Data items:
++++++

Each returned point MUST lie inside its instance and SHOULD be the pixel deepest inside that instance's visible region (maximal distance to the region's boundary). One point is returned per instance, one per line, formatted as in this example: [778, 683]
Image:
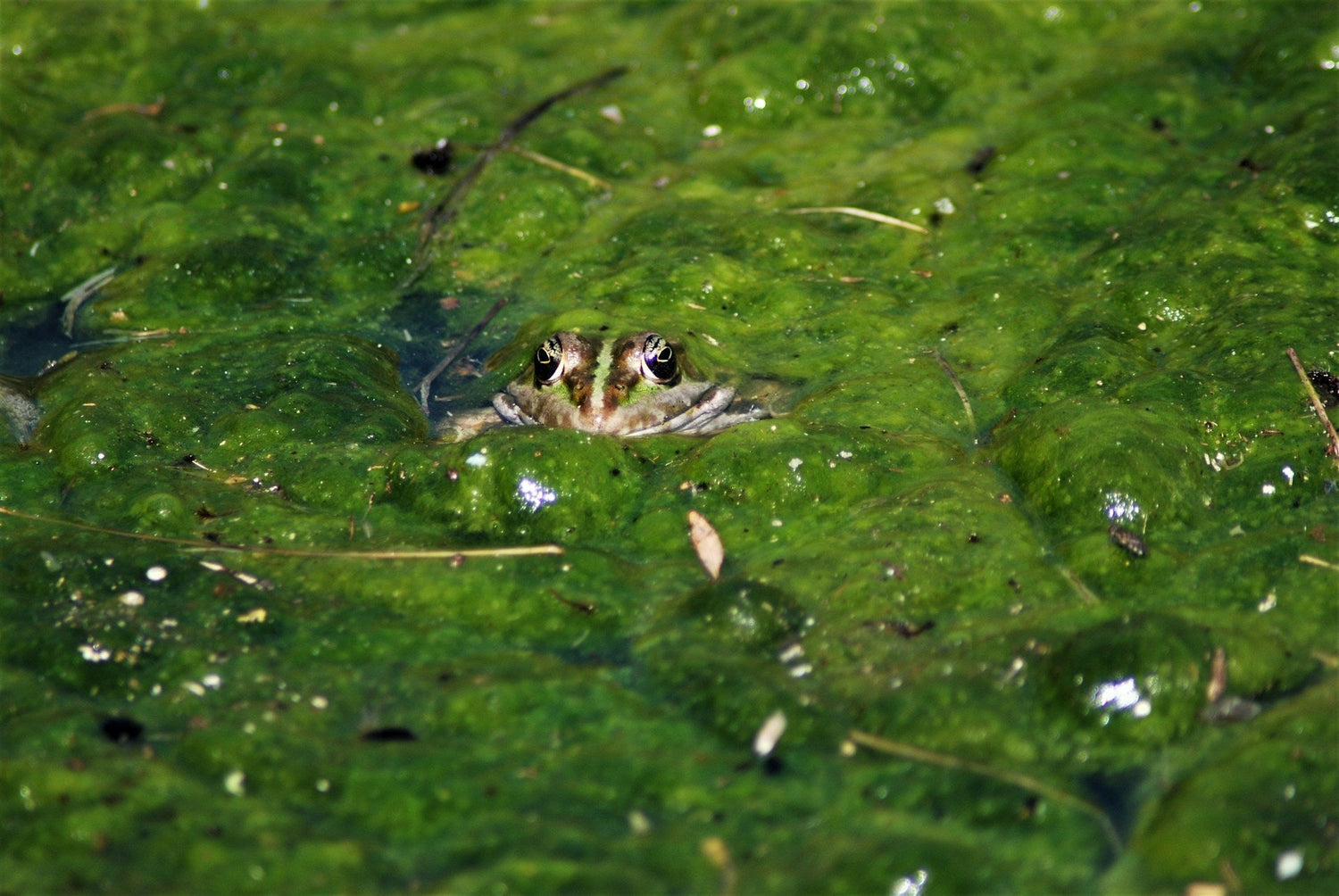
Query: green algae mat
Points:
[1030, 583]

++++++

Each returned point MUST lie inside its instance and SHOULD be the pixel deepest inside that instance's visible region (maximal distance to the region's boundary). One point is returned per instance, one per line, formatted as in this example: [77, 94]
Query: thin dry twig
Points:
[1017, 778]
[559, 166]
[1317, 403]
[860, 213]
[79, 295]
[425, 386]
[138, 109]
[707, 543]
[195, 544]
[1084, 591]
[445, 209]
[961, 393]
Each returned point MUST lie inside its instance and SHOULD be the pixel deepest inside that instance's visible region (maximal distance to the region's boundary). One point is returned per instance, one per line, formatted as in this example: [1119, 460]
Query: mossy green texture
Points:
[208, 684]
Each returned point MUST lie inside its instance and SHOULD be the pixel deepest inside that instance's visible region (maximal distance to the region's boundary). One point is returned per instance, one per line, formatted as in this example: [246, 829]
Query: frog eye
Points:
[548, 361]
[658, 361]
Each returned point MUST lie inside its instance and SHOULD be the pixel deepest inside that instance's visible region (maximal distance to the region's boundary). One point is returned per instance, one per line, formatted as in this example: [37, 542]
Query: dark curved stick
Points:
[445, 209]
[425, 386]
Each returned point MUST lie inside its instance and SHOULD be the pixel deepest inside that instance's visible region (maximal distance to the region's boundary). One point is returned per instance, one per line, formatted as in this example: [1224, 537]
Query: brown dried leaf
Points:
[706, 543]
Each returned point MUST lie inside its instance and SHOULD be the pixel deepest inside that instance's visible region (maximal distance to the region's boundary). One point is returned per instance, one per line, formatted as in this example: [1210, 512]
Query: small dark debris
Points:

++++++

__Exercise description__
Copy out each line of the entries that holds "Query".

__Task result__
Query: green algae mat
Query: thin dry twig
Query: mossy green texture
Query: frog eye
Query: dark curved stick
Query: brown dried leaf
Query: small dark debris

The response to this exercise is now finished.